## RECORDS
|---|

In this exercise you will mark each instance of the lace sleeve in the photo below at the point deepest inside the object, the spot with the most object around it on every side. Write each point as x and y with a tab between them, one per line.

|---|

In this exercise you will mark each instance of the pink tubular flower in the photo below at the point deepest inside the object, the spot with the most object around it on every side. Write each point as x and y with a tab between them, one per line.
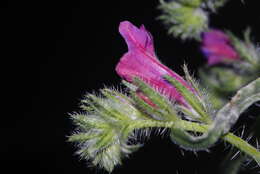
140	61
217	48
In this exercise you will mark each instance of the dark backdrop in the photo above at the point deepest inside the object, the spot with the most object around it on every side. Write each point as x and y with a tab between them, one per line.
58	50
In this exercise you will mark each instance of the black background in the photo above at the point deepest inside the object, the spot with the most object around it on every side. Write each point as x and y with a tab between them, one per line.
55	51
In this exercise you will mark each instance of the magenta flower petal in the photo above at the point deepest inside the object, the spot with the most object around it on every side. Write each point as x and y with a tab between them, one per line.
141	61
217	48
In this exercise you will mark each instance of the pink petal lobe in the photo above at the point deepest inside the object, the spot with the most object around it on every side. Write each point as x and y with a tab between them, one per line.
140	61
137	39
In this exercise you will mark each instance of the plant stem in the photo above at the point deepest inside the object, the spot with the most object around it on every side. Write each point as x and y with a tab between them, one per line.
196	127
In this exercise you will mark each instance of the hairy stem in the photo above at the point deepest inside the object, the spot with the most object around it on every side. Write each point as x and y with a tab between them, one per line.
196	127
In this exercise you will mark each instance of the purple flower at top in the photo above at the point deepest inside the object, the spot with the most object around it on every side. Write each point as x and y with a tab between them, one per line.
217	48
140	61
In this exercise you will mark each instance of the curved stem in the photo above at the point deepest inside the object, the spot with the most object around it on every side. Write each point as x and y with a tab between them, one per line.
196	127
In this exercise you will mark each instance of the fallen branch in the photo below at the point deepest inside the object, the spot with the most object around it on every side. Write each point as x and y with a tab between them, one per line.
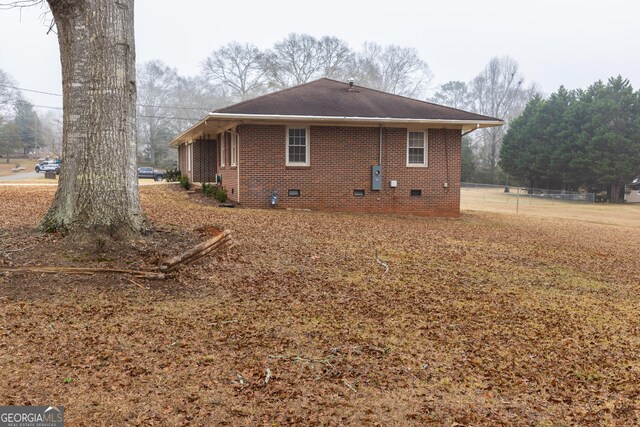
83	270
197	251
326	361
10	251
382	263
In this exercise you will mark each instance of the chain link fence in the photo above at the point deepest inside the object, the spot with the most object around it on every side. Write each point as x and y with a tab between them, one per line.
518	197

|---|

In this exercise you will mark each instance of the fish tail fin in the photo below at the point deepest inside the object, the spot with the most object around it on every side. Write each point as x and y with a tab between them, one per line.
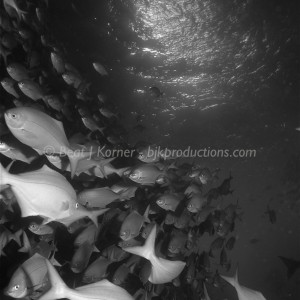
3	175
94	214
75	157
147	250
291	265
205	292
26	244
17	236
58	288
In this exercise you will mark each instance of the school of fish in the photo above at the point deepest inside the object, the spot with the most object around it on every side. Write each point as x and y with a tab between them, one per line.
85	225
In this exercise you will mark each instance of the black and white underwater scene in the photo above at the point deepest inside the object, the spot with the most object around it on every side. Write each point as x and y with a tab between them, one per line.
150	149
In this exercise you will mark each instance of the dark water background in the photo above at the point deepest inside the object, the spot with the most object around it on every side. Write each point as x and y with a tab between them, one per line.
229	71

|---|

## STATED GOAL
Collect every line of the data above that contains the word "dark", matching case exactly.

## CORRECT RESPONSE
In this exercise you will mark each instance of the dark backdrop in the photo above at the point deepest inside the object, the spot with the most object around it on every side. Write each point as x and y with a tab between them, one per line.
In this exercise you will mark each instance of the dark water background in the photo above at the point deepest inside the object, the spot with the most object around it on every side. Write each point as x and y with a tab between them, one per line.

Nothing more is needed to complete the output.